_TASK_: Please tally the lines of the records below that contain the word "fluorescent" and give only that number.
########################################
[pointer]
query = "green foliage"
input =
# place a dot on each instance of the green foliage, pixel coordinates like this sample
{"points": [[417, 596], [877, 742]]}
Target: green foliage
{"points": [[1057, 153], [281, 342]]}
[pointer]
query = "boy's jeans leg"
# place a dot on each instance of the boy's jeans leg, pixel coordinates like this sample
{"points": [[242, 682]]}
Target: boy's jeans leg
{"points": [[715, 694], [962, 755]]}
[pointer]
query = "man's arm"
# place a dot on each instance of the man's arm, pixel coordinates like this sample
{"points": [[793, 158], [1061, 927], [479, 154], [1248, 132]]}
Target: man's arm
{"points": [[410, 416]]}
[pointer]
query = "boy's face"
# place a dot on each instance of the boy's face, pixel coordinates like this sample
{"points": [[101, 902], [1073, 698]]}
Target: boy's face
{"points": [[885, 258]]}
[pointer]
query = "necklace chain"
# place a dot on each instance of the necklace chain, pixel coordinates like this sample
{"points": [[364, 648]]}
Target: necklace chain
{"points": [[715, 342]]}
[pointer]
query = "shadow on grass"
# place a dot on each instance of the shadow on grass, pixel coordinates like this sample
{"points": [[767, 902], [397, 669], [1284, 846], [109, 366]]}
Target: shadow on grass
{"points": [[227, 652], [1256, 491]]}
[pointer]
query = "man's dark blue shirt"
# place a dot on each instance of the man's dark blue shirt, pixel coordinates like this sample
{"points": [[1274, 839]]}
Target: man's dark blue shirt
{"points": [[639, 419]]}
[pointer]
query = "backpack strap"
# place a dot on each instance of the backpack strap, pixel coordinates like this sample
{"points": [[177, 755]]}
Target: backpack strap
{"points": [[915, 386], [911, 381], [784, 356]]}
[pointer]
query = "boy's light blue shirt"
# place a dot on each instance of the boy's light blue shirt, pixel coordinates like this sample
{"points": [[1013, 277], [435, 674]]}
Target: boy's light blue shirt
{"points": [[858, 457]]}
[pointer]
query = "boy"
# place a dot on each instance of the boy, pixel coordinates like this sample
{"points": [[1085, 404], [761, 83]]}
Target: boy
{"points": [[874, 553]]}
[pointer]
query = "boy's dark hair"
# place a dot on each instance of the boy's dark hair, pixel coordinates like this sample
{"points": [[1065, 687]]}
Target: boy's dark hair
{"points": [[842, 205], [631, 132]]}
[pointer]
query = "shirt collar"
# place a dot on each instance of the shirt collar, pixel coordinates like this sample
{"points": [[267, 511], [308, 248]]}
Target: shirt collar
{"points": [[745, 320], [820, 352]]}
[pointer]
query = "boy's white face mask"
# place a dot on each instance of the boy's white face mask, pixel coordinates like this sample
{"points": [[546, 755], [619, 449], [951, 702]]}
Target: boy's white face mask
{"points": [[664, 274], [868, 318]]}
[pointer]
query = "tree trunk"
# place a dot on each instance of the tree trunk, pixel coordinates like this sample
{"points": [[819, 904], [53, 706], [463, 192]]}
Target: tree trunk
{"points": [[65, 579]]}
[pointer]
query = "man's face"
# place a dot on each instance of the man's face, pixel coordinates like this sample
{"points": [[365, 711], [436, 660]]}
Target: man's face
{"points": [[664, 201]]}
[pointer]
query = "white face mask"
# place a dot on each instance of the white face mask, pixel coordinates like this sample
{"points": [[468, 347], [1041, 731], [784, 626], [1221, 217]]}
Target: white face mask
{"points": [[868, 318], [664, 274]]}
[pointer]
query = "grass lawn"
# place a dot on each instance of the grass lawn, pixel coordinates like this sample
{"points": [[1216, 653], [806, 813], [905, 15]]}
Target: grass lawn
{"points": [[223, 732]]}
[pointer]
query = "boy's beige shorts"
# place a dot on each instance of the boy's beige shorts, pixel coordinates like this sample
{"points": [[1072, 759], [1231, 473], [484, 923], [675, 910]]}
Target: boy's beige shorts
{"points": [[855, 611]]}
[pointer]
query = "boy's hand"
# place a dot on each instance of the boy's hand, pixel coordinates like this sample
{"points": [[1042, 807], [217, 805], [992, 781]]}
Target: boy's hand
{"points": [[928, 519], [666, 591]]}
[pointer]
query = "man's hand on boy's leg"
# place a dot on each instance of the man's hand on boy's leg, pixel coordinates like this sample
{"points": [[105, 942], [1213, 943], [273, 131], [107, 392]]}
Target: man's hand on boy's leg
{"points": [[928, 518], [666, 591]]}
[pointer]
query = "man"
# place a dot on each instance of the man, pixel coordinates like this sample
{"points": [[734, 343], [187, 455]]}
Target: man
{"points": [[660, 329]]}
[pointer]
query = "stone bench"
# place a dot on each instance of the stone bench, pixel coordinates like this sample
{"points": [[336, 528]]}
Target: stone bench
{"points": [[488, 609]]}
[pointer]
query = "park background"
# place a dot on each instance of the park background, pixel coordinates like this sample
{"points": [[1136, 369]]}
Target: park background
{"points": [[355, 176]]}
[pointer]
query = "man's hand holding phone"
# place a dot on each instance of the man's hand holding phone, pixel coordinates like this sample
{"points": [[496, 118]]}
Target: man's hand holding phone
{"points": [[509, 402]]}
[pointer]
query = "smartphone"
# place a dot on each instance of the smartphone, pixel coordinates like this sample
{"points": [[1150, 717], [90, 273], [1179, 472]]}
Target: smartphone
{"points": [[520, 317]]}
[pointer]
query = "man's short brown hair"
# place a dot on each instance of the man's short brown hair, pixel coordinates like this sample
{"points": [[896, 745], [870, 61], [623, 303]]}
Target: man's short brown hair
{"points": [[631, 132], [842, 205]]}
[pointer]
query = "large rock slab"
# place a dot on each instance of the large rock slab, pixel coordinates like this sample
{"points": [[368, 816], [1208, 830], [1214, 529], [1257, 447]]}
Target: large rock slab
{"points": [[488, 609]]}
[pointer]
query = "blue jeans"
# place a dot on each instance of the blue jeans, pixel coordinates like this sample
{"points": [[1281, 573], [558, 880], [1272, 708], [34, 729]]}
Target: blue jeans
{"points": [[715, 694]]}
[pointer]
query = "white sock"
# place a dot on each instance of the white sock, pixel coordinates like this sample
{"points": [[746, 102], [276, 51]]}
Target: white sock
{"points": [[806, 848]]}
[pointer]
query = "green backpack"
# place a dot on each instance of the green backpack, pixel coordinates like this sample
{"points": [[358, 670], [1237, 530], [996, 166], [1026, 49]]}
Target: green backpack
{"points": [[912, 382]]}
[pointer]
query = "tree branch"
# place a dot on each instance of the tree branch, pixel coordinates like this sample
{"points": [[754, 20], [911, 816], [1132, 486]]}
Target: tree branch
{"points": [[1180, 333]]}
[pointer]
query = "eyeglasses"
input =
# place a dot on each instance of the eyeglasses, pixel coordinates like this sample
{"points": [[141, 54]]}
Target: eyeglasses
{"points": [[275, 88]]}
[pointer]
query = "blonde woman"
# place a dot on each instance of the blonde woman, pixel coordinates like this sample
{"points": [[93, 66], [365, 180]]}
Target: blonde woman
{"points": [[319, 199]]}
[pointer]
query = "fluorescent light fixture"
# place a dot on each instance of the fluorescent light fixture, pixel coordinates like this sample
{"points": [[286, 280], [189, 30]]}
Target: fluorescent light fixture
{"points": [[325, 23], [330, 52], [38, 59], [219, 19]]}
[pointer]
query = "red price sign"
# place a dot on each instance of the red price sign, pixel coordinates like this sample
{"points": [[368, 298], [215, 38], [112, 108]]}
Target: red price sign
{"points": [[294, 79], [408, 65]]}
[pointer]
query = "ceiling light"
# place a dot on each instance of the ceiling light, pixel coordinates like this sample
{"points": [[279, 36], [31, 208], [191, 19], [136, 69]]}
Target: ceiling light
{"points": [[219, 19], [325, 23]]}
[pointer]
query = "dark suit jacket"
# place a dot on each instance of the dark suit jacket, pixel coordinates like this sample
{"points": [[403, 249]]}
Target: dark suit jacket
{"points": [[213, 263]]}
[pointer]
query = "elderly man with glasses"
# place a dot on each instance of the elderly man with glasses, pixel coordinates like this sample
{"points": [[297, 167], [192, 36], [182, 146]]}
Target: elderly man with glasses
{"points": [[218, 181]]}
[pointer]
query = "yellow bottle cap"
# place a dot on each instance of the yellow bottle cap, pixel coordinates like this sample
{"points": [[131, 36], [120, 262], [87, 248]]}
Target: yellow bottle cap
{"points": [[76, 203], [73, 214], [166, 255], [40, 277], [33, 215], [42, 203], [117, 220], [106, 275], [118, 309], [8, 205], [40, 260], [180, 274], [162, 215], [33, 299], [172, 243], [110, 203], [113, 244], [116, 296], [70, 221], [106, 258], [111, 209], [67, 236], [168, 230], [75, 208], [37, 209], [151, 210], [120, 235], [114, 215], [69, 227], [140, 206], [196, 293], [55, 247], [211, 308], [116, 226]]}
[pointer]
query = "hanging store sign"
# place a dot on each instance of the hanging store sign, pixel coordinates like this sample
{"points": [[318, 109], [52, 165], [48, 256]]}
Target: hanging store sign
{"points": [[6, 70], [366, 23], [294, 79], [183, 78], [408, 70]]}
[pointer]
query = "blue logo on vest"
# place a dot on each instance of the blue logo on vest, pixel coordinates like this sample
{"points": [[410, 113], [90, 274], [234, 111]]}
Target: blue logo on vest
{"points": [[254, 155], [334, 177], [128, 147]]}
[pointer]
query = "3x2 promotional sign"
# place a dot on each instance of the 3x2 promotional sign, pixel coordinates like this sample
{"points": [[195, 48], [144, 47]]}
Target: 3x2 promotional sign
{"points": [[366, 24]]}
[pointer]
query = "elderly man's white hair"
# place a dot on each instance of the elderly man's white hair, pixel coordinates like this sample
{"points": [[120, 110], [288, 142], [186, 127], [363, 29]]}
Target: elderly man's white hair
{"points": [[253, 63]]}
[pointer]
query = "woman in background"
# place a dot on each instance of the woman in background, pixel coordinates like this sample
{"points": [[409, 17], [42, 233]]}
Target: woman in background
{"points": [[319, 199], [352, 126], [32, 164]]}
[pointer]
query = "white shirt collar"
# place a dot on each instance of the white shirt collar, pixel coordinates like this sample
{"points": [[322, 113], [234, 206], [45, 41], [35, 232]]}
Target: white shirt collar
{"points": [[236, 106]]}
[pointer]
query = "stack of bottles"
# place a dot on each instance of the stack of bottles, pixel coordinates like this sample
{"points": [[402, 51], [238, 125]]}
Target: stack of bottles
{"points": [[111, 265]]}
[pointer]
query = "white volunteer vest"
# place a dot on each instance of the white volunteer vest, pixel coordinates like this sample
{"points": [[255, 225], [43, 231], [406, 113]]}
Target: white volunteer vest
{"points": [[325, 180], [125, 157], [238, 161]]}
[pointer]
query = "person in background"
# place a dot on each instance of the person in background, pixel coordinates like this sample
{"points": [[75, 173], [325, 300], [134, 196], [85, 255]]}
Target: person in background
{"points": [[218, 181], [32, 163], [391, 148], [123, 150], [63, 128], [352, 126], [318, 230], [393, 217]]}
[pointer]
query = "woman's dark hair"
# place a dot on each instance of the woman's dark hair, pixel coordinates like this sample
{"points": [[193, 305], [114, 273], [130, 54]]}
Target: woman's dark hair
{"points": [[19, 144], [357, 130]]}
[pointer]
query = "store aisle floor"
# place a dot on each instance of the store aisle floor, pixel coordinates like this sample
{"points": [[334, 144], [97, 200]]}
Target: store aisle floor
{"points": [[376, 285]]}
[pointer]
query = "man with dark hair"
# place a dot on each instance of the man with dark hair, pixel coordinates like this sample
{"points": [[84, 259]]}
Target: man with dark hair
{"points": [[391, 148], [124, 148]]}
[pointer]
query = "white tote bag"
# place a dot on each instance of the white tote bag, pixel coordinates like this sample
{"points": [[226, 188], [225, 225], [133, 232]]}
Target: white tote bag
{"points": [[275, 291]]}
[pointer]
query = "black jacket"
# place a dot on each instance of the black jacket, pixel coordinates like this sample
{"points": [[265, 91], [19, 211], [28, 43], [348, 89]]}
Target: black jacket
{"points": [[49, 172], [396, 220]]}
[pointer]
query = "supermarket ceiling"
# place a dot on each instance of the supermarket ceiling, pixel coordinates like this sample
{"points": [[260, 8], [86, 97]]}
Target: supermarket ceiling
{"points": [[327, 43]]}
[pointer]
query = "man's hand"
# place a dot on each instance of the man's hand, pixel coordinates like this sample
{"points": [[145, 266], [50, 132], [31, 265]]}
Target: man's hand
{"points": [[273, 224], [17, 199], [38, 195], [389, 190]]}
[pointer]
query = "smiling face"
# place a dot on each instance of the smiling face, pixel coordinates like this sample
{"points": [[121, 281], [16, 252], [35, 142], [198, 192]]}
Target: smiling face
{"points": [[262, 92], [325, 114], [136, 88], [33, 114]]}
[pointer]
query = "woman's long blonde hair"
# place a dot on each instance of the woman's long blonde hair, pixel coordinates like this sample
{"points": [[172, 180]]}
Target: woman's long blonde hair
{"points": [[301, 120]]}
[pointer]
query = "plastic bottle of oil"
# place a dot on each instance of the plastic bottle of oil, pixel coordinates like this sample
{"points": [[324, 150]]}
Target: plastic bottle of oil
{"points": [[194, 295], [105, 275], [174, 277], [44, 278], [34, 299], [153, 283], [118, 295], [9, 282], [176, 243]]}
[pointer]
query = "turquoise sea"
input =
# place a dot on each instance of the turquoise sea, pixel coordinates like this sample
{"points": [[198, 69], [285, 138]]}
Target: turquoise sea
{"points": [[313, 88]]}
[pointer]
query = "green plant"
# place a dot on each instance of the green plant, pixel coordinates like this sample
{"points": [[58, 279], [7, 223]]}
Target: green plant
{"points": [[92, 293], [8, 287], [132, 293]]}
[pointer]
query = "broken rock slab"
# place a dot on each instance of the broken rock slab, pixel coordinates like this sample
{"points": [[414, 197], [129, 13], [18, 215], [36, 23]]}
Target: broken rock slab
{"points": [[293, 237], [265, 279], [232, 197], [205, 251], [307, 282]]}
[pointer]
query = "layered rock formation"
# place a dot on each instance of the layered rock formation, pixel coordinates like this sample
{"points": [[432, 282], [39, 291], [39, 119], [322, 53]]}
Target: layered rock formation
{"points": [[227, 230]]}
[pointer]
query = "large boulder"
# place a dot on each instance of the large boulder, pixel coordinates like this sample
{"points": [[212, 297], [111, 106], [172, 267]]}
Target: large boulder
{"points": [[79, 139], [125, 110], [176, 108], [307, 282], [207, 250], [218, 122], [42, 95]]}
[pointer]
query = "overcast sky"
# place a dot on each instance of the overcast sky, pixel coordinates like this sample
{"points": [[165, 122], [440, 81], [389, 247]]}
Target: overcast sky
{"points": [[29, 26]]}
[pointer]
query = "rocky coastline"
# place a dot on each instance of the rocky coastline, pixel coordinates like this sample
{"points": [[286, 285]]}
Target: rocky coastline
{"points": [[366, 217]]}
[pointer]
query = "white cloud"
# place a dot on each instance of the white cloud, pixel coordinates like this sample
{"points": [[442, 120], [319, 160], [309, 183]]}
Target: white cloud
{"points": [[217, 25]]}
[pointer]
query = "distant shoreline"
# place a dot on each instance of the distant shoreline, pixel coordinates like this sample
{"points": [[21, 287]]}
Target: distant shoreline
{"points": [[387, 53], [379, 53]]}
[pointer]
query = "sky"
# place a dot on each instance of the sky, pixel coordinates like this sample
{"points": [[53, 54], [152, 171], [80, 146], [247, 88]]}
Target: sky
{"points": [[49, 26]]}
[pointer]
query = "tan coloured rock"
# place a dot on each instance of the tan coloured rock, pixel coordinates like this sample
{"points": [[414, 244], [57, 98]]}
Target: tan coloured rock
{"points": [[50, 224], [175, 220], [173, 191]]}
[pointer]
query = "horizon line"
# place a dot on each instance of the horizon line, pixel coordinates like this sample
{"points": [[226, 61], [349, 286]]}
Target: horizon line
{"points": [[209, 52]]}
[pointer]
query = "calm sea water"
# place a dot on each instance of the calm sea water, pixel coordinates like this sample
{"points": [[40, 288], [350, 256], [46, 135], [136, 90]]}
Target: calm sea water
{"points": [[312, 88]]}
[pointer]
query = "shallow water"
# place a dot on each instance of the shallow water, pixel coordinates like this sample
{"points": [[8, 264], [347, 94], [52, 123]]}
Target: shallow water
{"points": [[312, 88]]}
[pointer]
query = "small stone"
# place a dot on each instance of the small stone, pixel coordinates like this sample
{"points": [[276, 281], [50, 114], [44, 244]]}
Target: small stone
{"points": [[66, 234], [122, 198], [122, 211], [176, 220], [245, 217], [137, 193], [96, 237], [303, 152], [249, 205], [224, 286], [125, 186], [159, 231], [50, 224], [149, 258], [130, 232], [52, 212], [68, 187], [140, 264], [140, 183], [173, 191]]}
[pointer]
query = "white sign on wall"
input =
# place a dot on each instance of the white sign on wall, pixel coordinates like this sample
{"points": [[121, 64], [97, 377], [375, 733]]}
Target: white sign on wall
########################################
_FULL OUTPUT_: 3